--- start of Supplied entries ---

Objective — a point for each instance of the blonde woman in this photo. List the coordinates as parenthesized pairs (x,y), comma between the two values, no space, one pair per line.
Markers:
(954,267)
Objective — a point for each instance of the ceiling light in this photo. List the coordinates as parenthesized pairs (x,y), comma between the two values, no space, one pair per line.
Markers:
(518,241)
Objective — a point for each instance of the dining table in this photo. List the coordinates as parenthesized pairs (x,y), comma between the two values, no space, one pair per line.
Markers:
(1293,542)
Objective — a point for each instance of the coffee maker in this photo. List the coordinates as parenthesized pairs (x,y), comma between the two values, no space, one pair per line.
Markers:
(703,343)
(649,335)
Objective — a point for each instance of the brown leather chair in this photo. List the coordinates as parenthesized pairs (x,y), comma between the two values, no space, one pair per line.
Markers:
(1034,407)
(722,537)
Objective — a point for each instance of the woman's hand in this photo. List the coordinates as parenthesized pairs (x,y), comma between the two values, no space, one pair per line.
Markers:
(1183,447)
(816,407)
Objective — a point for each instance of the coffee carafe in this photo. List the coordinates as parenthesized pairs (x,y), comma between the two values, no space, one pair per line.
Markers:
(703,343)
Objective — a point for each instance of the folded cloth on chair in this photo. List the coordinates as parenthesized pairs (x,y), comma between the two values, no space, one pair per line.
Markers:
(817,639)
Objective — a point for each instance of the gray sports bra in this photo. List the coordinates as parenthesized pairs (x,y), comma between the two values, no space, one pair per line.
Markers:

--- end of Supplied entries ---

→ **Requirements**:
Reproduce exactly the line that holds "Objective — a point for each instance of the ceiling", then every line after it, ending with the final line of the records above.

→ **Solution to the exercise**:
Objective — a point for each instance of the ceiling light in this photo. List the coordinates as parenthesized pairs (x,y), comma between the two values, no space, one pair per line.
Markers:
(518,241)
Objective — a point for each instance of the dining table in this photo. List the coordinates as parenthesized pairs (x,y), comma between the two values, no space, one pair per line.
Markers:
(1293,542)
Objective — a point for each instance of the coffee maker in this photo. List the coordinates as parenthesized pairs (x,y), comma between the two values, no space, one pair per line.
Markers:
(703,343)
(649,335)
Objective — a point for each instance of the brown leather chair in this photo. List the coordinates as parenthesized pairs (x,y), comma between the two values, no space, one pair per line.
Markers:
(1034,407)
(722,537)
Objective — a point for each instance of the woman's hand in this photo. List the coordinates as parenthesized pairs (x,y), comma between the two values, no space, one pair per line.
Markers:
(1183,447)
(816,407)
Objective — a point for each instance of the coffee carafe in this photo. List the coordinates as parenthesized pairs (x,y), comma between the two values, no space, one pair per line.
Markers:
(703,343)
Objective — a point for each instance of the folded cloth on chair in this photo. List the coordinates as parenthesized pairs (x,y), comma between the two values, no space, one pair per line.
Markers:
(817,639)
Objective — a point for each instance of the gray sports bra in this photo. List the coordinates as parenthesized pairs (x,y), comma between the two values, no space, one pair per line.
Markers:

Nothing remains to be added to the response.